##### Data entries #####

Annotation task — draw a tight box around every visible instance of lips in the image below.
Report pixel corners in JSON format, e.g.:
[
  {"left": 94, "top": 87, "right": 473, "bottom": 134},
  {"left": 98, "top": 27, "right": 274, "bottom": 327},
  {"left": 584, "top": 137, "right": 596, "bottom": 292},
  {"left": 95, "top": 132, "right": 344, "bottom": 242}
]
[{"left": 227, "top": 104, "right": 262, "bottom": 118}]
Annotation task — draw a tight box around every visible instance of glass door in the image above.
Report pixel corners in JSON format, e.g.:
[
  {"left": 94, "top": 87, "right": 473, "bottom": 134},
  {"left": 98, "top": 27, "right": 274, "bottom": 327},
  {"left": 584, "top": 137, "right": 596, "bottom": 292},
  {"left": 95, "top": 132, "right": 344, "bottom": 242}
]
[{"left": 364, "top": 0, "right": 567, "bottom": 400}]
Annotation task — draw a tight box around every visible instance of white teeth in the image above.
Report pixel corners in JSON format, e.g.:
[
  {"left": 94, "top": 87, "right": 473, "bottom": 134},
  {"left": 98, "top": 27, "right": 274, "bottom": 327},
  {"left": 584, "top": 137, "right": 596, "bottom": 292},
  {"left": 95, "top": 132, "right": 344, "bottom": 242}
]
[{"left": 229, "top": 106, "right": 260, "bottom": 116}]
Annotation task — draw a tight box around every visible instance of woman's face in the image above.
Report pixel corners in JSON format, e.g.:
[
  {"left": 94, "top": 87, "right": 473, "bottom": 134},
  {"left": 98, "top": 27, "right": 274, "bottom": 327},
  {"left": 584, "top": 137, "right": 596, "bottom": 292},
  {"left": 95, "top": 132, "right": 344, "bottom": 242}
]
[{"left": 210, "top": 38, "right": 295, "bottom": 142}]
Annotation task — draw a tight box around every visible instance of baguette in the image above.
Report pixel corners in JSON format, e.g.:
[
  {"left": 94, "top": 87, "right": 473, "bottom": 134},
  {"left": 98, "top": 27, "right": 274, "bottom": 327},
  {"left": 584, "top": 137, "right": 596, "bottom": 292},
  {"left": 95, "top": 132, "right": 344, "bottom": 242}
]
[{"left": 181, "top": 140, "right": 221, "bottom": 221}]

#####

• _Given request_:
List each line of the records above that contains the word "task", copying every such line in full. Treat uppercase and lowercase letters as different.

• _Solution to the problem_:
Annotation task — draw a tight box around every visible instance of lips in the image below.
Annotation task — draw a tight box around every visible instance of glass door in the image above.
Annotation task — draw a tight box around every visible instance of white teeth in the image above.
Annotation task — draw a tight box around every visible instance of woman's face in the image above.
Annotation task — draw a tight box around every visible instance of baguette in the image above.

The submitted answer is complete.